**How to complete this task**. Among the entries below, which lines include the string "tower"? Show each one.

START Input records

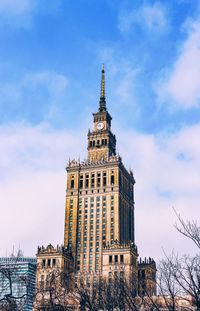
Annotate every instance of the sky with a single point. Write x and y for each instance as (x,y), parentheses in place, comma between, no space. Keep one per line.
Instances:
(51,52)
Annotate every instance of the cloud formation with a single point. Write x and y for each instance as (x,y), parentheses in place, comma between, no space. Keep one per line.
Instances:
(150,17)
(17,14)
(36,95)
(180,85)
(33,180)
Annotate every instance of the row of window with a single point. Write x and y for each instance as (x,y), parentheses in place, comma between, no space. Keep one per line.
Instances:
(92,180)
(114,259)
(98,142)
(50,262)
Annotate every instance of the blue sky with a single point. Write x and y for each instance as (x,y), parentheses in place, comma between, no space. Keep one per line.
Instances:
(51,53)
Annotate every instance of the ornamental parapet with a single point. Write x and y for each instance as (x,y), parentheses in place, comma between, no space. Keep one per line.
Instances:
(86,163)
(115,244)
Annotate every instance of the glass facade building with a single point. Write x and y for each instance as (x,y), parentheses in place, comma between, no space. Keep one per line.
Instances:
(17,280)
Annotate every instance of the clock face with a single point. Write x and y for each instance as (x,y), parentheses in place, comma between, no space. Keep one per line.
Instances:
(100,126)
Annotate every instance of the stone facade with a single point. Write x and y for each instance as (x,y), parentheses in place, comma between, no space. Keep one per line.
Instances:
(99,214)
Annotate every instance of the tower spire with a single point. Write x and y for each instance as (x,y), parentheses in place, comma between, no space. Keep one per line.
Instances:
(102,102)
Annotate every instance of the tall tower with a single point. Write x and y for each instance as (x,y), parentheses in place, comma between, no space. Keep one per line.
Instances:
(99,196)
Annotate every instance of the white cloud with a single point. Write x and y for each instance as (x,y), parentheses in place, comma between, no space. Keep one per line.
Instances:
(17,13)
(33,180)
(166,169)
(13,7)
(180,85)
(38,95)
(32,184)
(152,17)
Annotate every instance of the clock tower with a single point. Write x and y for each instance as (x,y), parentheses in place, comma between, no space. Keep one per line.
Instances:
(101,141)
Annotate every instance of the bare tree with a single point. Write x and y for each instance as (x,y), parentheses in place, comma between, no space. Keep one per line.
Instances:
(189,229)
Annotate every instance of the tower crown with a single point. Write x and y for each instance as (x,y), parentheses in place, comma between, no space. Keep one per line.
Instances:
(101,141)
(102,101)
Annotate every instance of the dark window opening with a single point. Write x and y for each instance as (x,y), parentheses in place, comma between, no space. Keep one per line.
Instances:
(112,180)
(92,181)
(98,179)
(104,179)
(86,181)
(72,183)
(81,182)
(143,273)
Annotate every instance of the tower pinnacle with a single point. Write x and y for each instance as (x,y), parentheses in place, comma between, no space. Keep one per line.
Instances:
(102,102)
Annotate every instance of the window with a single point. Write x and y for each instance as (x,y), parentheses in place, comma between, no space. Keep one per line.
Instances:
(98,179)
(92,180)
(72,183)
(81,182)
(104,179)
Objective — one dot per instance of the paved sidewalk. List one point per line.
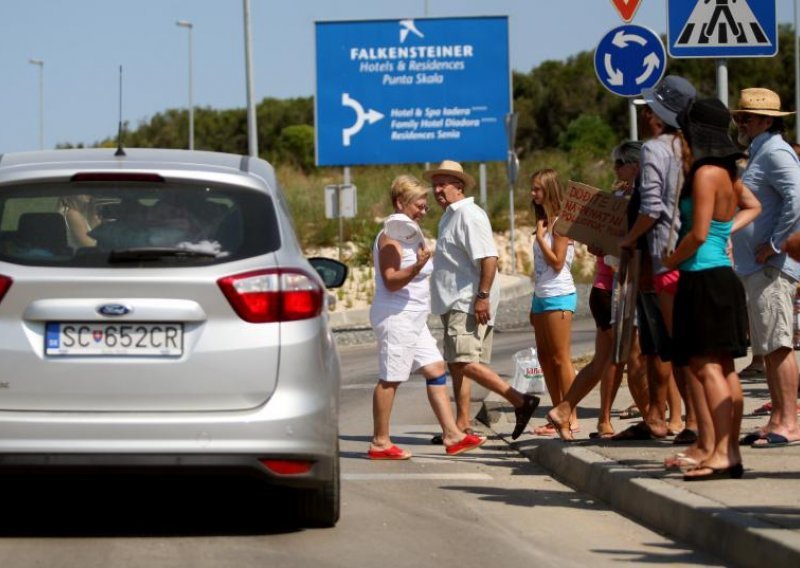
(753, 521)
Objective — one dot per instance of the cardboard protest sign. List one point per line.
(593, 217)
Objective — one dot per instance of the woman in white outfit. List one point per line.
(399, 315)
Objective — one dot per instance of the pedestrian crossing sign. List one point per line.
(722, 28)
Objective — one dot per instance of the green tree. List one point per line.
(589, 134)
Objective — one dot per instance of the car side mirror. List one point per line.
(332, 272)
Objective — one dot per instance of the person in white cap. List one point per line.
(399, 316)
(768, 274)
(466, 294)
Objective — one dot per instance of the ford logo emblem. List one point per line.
(113, 310)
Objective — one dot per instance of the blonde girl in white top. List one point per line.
(554, 297)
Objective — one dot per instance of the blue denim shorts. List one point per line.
(566, 303)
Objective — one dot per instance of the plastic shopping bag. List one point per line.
(528, 376)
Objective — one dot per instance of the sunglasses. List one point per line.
(744, 119)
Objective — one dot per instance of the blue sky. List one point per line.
(83, 43)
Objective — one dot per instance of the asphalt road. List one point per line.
(488, 508)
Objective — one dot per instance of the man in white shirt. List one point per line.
(465, 294)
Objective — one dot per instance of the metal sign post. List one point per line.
(512, 170)
(341, 202)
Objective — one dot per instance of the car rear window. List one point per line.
(148, 224)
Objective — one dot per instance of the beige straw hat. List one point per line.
(760, 101)
(451, 168)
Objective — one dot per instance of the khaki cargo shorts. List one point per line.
(465, 340)
(770, 309)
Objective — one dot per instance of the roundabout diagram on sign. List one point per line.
(628, 59)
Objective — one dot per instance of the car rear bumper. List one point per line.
(292, 425)
(241, 465)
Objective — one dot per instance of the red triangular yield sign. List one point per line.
(626, 8)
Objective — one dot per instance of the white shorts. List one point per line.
(404, 343)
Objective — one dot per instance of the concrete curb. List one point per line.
(738, 538)
(512, 289)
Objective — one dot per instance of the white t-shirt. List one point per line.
(465, 237)
(549, 283)
(414, 296)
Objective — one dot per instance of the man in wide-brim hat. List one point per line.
(465, 293)
(769, 275)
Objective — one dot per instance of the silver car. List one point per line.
(156, 311)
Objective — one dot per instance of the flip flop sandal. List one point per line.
(773, 440)
(601, 435)
(547, 430)
(685, 437)
(393, 453)
(630, 413)
(748, 439)
(470, 442)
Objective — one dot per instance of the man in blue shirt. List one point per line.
(769, 275)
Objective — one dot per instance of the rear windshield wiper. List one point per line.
(156, 253)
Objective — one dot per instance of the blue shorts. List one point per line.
(566, 303)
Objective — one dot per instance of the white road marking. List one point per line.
(416, 477)
(370, 386)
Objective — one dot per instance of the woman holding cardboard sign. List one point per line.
(554, 295)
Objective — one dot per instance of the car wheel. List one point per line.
(319, 507)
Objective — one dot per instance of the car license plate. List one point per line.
(114, 339)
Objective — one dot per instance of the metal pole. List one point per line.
(189, 26)
(252, 133)
(633, 120)
(482, 178)
(40, 63)
(511, 227)
(796, 73)
(722, 80)
(346, 176)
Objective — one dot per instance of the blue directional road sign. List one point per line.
(405, 91)
(722, 28)
(628, 59)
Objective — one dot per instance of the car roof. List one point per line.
(57, 163)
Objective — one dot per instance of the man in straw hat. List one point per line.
(466, 294)
(768, 274)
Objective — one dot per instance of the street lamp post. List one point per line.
(40, 63)
(188, 25)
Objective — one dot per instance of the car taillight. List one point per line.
(5, 284)
(273, 295)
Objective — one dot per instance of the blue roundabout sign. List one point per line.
(630, 58)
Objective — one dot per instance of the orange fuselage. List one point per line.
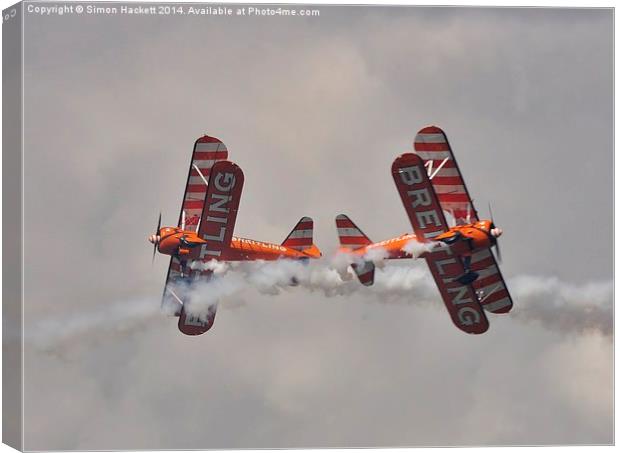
(462, 239)
(176, 242)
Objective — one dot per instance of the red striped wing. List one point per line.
(428, 221)
(219, 214)
(300, 238)
(432, 145)
(207, 151)
(490, 285)
(217, 223)
(418, 196)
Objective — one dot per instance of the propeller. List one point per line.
(496, 233)
(154, 239)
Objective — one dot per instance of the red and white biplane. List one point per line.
(459, 256)
(205, 233)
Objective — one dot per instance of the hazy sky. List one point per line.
(315, 110)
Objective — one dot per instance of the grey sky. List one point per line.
(314, 111)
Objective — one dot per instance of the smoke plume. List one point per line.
(548, 301)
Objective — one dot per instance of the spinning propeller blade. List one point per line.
(497, 249)
(156, 234)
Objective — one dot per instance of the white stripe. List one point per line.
(495, 287)
(487, 272)
(494, 306)
(174, 295)
(300, 234)
(217, 146)
(434, 155)
(204, 164)
(447, 171)
(201, 175)
(446, 188)
(350, 232)
(430, 138)
(481, 255)
(195, 196)
(195, 180)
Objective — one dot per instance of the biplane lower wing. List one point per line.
(217, 224)
(428, 221)
(490, 286)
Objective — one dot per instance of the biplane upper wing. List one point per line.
(432, 145)
(207, 151)
(428, 221)
(219, 214)
(490, 286)
(216, 226)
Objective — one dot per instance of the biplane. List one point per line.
(458, 254)
(205, 233)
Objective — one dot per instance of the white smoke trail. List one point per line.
(116, 319)
(563, 306)
(548, 301)
(416, 249)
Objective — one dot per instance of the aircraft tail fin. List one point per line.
(350, 236)
(365, 272)
(300, 238)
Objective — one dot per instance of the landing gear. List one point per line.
(469, 276)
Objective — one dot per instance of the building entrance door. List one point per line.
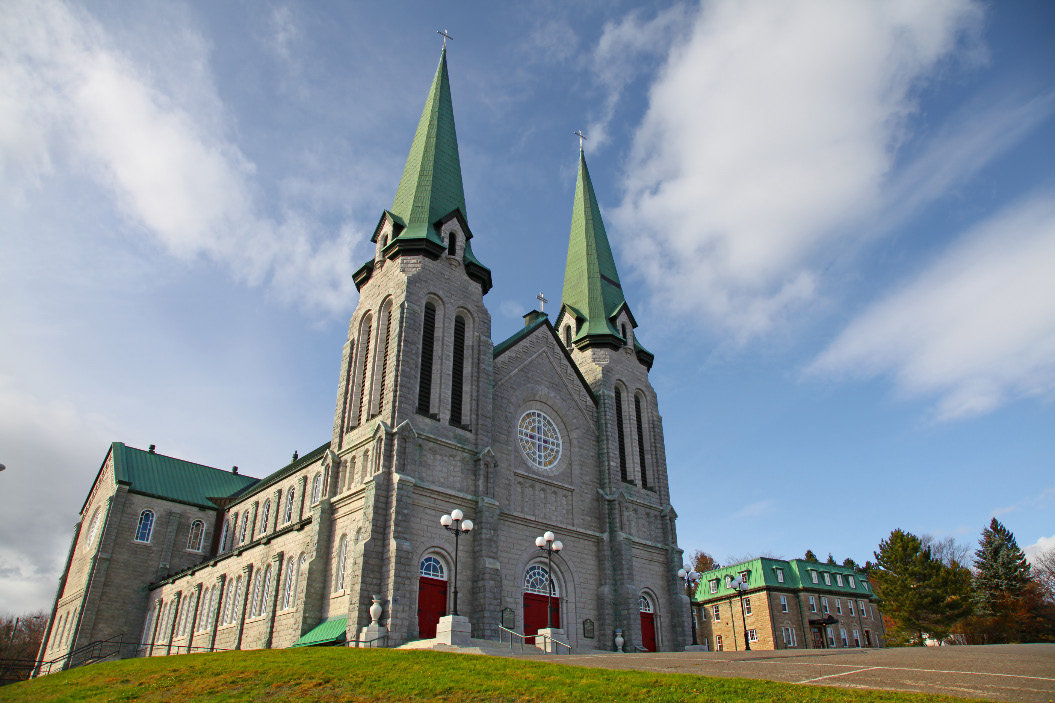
(536, 614)
(432, 605)
(649, 631)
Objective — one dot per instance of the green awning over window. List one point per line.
(327, 632)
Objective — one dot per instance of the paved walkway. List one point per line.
(1002, 672)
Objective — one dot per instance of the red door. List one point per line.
(432, 605)
(649, 631)
(536, 614)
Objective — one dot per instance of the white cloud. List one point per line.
(1042, 545)
(770, 133)
(976, 328)
(157, 150)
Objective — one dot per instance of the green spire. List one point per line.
(432, 187)
(592, 288)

END Input records

**Result of the task**.
Annotate every instance of the tower spire with a single point. Write x and y for each instance as (x,y), parentheses in place, comma between, no space. Keep one per line.
Annotate every instance of the tall tower with a single point. Write x and y for each instance as (x,y), parentheses in place, comma between, no space. Keep one per line.
Annotate every instance of the clock tower with a single point. Write x and y for each instance as (x,y), parentheses in place, comma between, no space. Keep one per line.
Annotate every instance of the tower crown with a single point. Write x and y for each instance as (x,y), parentheses in place, comma between, no space. Keep one per line.
Annotate every instance of the tower pinnacle with a single point. Write x and y for each instance as (x,y), parentheses in place, comma between, no space. Keep one per line.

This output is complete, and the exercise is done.